(Rows of an object pointing dataset)
= = = = = = =

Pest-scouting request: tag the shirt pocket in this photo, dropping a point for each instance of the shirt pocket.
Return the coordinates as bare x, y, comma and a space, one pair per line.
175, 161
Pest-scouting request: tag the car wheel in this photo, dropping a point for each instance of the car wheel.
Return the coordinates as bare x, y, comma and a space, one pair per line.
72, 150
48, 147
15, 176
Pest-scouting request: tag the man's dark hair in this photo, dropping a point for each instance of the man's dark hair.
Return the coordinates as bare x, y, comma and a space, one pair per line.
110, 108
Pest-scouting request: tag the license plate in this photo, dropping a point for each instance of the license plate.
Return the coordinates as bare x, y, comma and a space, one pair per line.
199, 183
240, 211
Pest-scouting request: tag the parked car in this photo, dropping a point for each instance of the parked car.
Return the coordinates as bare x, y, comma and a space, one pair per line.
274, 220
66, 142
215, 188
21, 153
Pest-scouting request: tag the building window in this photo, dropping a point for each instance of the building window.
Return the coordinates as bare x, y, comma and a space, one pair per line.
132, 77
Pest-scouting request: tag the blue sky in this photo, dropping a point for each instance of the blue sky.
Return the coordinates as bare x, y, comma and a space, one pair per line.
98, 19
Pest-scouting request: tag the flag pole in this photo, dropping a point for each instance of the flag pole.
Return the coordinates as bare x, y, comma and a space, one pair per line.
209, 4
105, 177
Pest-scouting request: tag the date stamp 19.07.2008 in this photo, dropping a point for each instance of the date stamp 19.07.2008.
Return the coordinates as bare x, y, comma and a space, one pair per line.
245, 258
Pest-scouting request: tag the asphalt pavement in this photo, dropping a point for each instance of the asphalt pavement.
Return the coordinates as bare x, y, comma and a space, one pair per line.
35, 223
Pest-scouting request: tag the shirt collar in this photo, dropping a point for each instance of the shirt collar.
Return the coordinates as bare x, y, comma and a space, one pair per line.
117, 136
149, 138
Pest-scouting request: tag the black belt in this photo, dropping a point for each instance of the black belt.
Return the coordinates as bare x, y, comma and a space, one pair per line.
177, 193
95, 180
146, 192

= = = = = = =

▸ WHAT THE EXERCISE ASKS
Copy out the lines starting at the one that contains "Pest-scouting request: tag the parked" and ending at the last line of the records, requests included. Add 78 to every coordinate in the answers.

▸ FINAL RESULT
Pest-scouting request: tag the parked car in this photo, dropping a point for each instance of the parked car.
Return the coordinates as bare x, y, comma and a space, one pair per line.
352, 298
144, 220
293, 266
99, 231
Pest-scouting request: tag the building window in this photo, dropping a point for each instance of the building window.
Return the coordinates as bare x, y, comma and a space, one pair per line.
210, 155
Pest-scouting request: tag the blue sky in this photo, dropping a point for each instance of the blue sky.
Return the coordinates as bare x, y, comma and a space, one pair per line.
176, 97
Pest-scouting request: tag the flag pole in this photo, dropping a point for each instance of the flag pole.
Return the coordinates as bare x, y, comma and a space, one pair per line.
287, 82
183, 255
Pest-scouting request: tag the date stamp 19.07.2008 in this photo, dropping a point for each instance of the date stamp 19.07.2008.
Return the coordinates as bare x, y, comma and a space, one pair per line.
323, 336
Pest-scouting request: tag the asphalt pavement in this photo, dropping a point for each instance of the asphalt pavement.
Return the coordinates as bare x, y, comma and a space, one pair per line.
113, 301
Pest-scouting request: tag the shirt collar in this photo, dropping a point for each instance of the shirt collar.
Return the coordinates as bare x, y, comma and a space, one pair per line.
195, 214
227, 216
Pest-scouting request: tag the black belt in this photo, dropping a point for each instance of the black belt.
Return the coordinates as bare x, y, comma and a space, one pair per line.
255, 271
173, 258
224, 270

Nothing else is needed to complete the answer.